Look through the material below. Return exactly the lines from the one with "# For every instance of the tall" through the one with "# For every instance of the window, point", both included.

[Start of section]

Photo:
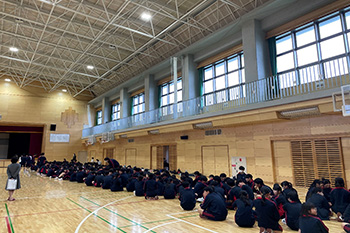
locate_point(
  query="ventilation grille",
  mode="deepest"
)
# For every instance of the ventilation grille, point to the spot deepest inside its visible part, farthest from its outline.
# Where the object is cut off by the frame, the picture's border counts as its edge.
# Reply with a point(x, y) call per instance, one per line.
point(213, 132)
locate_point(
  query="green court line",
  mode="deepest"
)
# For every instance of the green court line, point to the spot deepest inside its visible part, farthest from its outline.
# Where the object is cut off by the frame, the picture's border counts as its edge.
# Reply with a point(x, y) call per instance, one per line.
point(169, 219)
point(8, 215)
point(117, 214)
point(97, 215)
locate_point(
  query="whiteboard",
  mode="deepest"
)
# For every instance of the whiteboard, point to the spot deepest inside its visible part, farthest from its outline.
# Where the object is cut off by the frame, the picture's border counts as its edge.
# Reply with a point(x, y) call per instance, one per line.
point(55, 137)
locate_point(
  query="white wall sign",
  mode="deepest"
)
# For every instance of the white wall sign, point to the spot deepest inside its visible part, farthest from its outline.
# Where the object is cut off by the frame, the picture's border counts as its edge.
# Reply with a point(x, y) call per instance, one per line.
point(55, 137)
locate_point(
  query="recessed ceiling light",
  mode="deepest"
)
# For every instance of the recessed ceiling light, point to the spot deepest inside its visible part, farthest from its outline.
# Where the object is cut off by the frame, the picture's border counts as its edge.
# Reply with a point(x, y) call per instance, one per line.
point(13, 49)
point(146, 16)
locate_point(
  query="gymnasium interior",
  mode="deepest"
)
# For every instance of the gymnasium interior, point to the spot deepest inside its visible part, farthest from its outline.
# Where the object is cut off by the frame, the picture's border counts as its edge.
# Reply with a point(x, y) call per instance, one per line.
point(263, 84)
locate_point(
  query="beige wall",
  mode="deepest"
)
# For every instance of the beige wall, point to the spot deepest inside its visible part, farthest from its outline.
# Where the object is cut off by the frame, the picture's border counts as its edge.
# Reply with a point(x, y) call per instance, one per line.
point(251, 141)
point(33, 107)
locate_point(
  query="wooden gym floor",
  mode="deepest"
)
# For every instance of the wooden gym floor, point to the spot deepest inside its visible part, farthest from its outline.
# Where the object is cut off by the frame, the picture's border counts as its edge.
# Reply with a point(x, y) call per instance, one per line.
point(47, 205)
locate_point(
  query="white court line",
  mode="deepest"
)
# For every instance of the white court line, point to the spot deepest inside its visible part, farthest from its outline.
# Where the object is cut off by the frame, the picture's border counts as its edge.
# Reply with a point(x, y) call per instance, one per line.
point(180, 220)
point(95, 211)
point(167, 223)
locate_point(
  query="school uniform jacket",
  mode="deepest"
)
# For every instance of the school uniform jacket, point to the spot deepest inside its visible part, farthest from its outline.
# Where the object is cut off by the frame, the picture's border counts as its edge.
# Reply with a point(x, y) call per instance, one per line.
point(214, 205)
point(244, 216)
point(340, 199)
point(312, 224)
point(292, 212)
point(321, 204)
point(187, 199)
point(268, 215)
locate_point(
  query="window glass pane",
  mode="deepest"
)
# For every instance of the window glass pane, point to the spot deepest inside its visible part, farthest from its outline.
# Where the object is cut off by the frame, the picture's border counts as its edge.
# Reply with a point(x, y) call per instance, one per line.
point(179, 96)
point(220, 83)
point(164, 100)
point(208, 73)
point(305, 36)
point(307, 55)
point(165, 90)
point(309, 74)
point(233, 79)
point(220, 69)
point(336, 67)
point(330, 27)
point(171, 98)
point(284, 44)
point(285, 62)
point(232, 64)
point(332, 47)
point(208, 86)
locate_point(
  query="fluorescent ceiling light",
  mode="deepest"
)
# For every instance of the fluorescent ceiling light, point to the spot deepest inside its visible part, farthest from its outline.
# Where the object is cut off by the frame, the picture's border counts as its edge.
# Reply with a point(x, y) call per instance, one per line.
point(145, 16)
point(13, 49)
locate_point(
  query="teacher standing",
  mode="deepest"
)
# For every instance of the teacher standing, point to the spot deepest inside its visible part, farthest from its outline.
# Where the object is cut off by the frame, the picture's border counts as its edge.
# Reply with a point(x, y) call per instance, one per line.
point(13, 173)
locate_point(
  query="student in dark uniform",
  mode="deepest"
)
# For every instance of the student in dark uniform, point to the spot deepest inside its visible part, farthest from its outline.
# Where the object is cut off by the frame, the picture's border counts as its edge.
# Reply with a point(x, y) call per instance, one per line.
point(309, 222)
point(139, 192)
point(340, 197)
point(321, 203)
point(170, 189)
point(279, 199)
point(244, 216)
point(187, 197)
point(151, 188)
point(213, 206)
point(292, 210)
point(89, 179)
point(267, 212)
point(327, 189)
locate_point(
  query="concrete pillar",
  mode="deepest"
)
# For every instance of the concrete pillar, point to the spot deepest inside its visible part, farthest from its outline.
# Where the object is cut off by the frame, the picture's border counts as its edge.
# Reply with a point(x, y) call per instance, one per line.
point(106, 110)
point(125, 103)
point(151, 93)
point(255, 49)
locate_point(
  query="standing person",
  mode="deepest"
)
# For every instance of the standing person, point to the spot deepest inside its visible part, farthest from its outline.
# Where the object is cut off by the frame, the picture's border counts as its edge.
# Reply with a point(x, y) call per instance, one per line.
point(13, 173)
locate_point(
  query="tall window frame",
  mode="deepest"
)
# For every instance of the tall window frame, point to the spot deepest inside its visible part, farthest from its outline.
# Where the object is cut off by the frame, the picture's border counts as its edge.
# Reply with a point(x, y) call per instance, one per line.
point(138, 104)
point(167, 97)
point(224, 80)
point(314, 52)
point(99, 117)
point(115, 111)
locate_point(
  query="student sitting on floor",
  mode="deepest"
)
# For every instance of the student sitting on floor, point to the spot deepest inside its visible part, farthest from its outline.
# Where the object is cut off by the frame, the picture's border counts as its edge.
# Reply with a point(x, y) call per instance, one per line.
point(309, 222)
point(170, 189)
point(139, 192)
point(340, 198)
point(279, 199)
point(213, 206)
point(321, 203)
point(292, 210)
point(187, 197)
point(267, 212)
point(244, 216)
point(151, 188)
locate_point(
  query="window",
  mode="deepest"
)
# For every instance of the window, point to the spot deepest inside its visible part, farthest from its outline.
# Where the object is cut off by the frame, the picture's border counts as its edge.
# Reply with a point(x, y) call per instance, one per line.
point(138, 104)
point(314, 51)
point(224, 80)
point(99, 117)
point(167, 97)
point(116, 112)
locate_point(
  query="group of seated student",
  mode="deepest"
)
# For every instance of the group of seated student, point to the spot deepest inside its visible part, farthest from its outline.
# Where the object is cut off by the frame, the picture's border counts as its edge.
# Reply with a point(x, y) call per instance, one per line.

[End of section]

> **Written solution**
# For every instance of the tall window frame, point to the spot deepest inside its visible part, farthest from its outline.
# Where the object is cut off by the frame, the picture's border counts as its edge.
# Reply with a point(x, y) call per instance, one per line.
point(138, 104)
point(167, 97)
point(224, 80)
point(314, 52)
point(99, 117)
point(115, 111)
locate_point(
  query="student sitting on floor",
  mode="deepest"
)
# For every instance of the student sitting on floor, point to the spot deepest inside its visible part, farthest from its outline.
# Where the object is cut off by the frame, the picture's border counts as its edge.
# Reply with a point(x, y) call per instance, one per line.
point(309, 222)
point(170, 189)
point(139, 192)
point(340, 198)
point(279, 199)
point(213, 206)
point(321, 203)
point(292, 210)
point(187, 197)
point(267, 212)
point(244, 216)
point(151, 188)
locate_point(
  query="window",
  mode="deepest"
)
# For every instance of the window, point to the spot deepest inside its visible part, farthest from its outline.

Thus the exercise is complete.